* [Dataset records]
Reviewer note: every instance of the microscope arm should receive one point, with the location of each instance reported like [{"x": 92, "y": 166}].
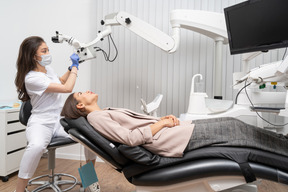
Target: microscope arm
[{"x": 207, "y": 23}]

...

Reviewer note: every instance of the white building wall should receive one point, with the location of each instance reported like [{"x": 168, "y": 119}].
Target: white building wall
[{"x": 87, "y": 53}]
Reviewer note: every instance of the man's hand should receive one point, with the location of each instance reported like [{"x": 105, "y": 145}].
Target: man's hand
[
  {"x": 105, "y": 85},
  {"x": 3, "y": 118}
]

==

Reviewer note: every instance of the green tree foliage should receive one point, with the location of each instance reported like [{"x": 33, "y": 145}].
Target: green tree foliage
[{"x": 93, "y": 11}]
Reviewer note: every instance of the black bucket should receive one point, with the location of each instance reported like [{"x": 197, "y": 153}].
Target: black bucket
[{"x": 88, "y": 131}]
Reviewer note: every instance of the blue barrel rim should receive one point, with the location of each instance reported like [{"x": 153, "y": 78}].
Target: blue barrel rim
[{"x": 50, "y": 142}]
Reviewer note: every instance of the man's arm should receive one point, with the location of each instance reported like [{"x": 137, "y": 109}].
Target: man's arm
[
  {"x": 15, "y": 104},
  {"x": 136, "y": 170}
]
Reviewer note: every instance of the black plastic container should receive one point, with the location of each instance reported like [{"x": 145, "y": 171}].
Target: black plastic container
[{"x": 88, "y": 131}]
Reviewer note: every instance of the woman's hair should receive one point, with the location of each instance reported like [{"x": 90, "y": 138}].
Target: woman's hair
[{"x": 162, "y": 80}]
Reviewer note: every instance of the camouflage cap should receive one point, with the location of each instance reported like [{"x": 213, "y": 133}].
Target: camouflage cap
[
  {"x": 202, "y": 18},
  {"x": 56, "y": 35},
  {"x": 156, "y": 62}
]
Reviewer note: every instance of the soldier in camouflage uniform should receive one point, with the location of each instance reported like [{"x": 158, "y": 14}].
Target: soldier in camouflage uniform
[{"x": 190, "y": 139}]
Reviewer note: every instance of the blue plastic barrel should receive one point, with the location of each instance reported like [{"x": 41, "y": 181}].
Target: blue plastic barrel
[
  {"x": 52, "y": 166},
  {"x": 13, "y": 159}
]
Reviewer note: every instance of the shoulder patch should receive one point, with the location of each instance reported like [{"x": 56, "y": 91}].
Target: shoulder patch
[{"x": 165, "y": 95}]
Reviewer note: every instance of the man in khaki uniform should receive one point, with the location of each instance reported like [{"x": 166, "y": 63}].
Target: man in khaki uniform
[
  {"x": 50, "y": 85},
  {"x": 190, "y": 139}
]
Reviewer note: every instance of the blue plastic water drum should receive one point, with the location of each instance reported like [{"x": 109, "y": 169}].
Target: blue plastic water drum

* [Task brief]
Will you print the material word for word, from the line containing "Reviewer note: every instance of the blue plastic water" to the line containing "Target: blue plastic water drum", including both of those lines?

* [Complete output]
Reviewer note: every instance of the blue plastic water drum should receive one point, with the location of each instance reported like [{"x": 109, "y": 169}].
Target: blue plastic water drum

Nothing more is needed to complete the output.